> Directives
**A)** Using the biography of Josh Shipp, explain in one to three sentences what the text credits as the source of his greatest recognition.
**B)** Retype the biography of Josh Shipp, starting at "Josh Shipp, (born" and ending at "of a child.".

> Passage provided
↓

Josh Shipp, (born January 20, 1982) is an American motivational speaker for teachers, best-selling author, and TV personality. He is most known for his TEDx talk entitled "Every Kid is One Caring Adult Away from Being a Success Story" and his television programs including Teen Trouble which aired on Lifetime and A&E executive produced by Ellen Rakieten of The Oprah Winfrey Show.

Josh was president of Oklahoma DECA in high school and began speaking professionally at the age of 17. He has since spoken at large events such as the National FFA convention and the SADD National Convention. Josh has been a spokesperson for National Foster Care Month, wrote a teen advice column for Cosmogirl!, and appeared as a teen advice correspondent on MTV‘s Total Request Live.

His recent work focuses on the impact parents, teachers, and caring adults have in the life of a child.

↑

> Entries shown
↓

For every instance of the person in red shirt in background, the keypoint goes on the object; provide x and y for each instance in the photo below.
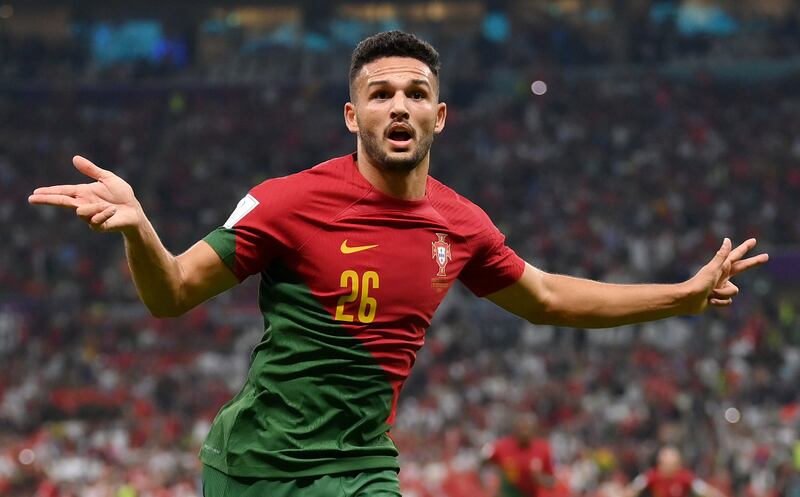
(670, 479)
(525, 463)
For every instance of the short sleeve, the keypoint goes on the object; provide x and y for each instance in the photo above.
(255, 232)
(492, 265)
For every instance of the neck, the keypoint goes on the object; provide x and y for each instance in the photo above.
(405, 185)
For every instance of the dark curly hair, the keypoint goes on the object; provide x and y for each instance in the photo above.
(393, 44)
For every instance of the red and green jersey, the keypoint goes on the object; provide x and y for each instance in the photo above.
(350, 279)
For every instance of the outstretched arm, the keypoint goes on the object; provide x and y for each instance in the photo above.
(168, 285)
(546, 298)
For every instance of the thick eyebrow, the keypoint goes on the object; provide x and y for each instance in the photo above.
(418, 82)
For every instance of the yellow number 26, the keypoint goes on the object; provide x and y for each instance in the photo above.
(367, 306)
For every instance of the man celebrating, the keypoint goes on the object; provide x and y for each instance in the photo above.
(355, 255)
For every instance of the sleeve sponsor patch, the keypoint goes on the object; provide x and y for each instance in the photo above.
(247, 204)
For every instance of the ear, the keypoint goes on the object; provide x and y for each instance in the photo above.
(441, 117)
(350, 117)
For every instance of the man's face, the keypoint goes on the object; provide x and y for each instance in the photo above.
(395, 111)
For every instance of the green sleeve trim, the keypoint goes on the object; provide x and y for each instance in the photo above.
(223, 241)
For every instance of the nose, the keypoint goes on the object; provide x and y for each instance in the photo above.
(399, 109)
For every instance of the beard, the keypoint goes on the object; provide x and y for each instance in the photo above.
(406, 162)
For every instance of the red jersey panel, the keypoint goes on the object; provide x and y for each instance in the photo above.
(350, 280)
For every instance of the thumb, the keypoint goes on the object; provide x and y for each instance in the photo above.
(88, 168)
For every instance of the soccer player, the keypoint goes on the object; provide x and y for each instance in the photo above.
(355, 254)
(670, 479)
(524, 460)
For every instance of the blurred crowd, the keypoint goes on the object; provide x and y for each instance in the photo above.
(623, 177)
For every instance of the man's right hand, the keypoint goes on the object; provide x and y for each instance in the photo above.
(108, 204)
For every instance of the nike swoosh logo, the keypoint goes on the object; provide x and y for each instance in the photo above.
(352, 250)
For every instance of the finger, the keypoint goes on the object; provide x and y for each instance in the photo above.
(749, 263)
(722, 254)
(88, 168)
(99, 219)
(742, 249)
(55, 200)
(89, 210)
(70, 190)
(727, 291)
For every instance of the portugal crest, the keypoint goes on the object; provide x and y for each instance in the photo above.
(441, 253)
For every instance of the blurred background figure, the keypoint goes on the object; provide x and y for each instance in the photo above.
(670, 479)
(523, 459)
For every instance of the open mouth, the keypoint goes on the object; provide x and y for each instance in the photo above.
(400, 138)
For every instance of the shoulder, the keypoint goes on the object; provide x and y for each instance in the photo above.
(457, 209)
(319, 188)
(319, 177)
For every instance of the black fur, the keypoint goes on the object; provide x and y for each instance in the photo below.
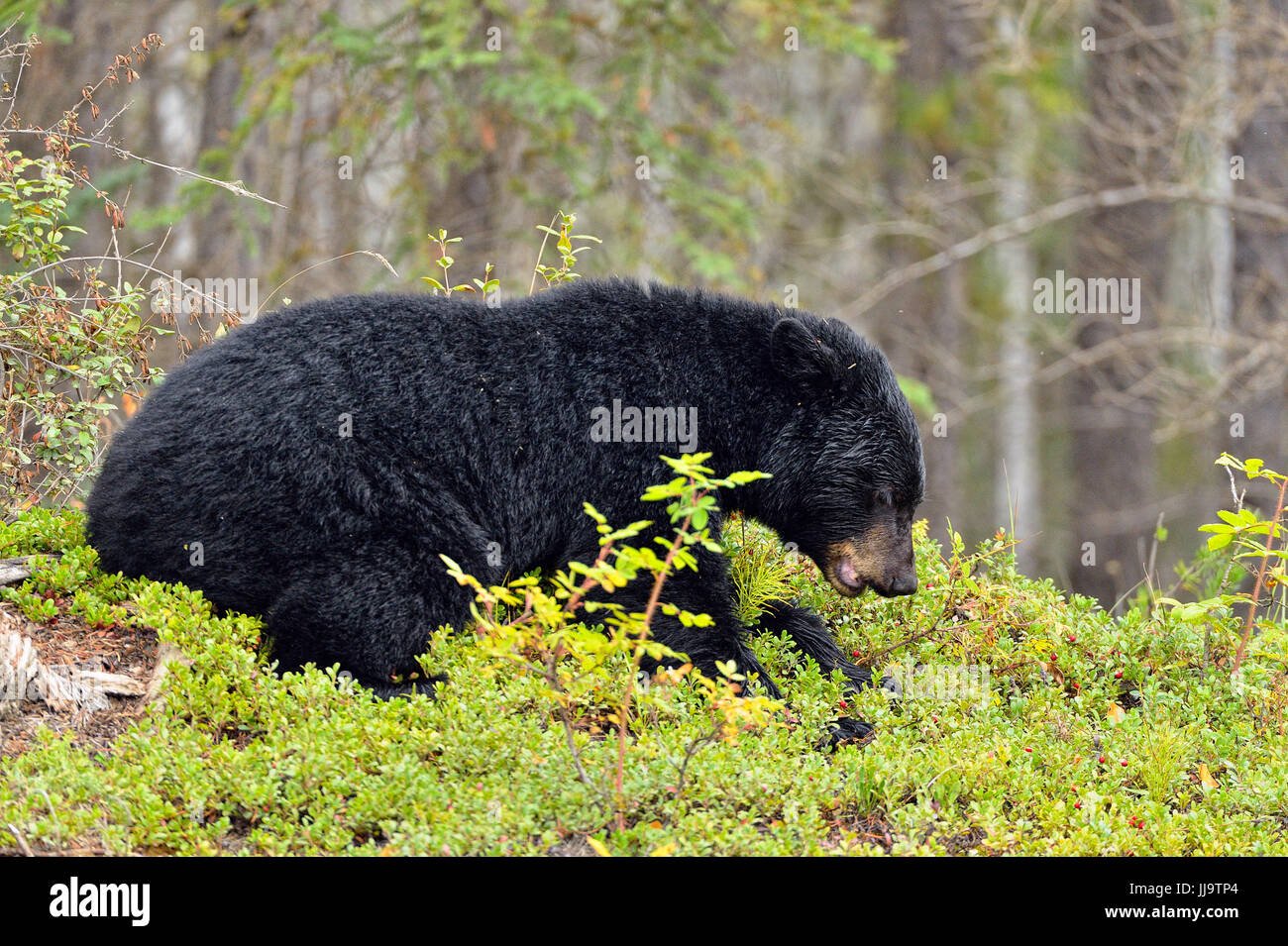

↑

> Solutions below
**A)** He is best known for his TEDx talk "Every Kid is One Caring Adult Away from Being a Success Story." He is also known for his television programs, including Teen Trouble, which aired on Lifetime and A&E and was executive produced by Ellen Rakieten of The Oprah Winfrey Show.

**B)**
Josh Shipp, (born January 20, 1982) is an American motivational speaker for teachers, best-selling author, and TV personality. He is most known for his TEDx talk entitled "Every Kid is One Caring Adult Away from Being a Success Story" and his television programs including Teen Trouble which aired on Lifetime and A&E executive produced by Ellen Rakieten of The Oprah Winfrey Show.

Josh was president of Oklahoma DECA in high school and began speaking professionally at the age of 17. He has since spoken at large events such as the National FFA convention and the SADD National Convention. Josh has been a spokesperson for National Foster Care Month, wrote a teen advice column for Cosmogirl!, and appeared as a teen advice correspondent on MTV‘s Total Request Live.

His recent work focuses on the impact parents, teachers, and caring adults have in the life of a child.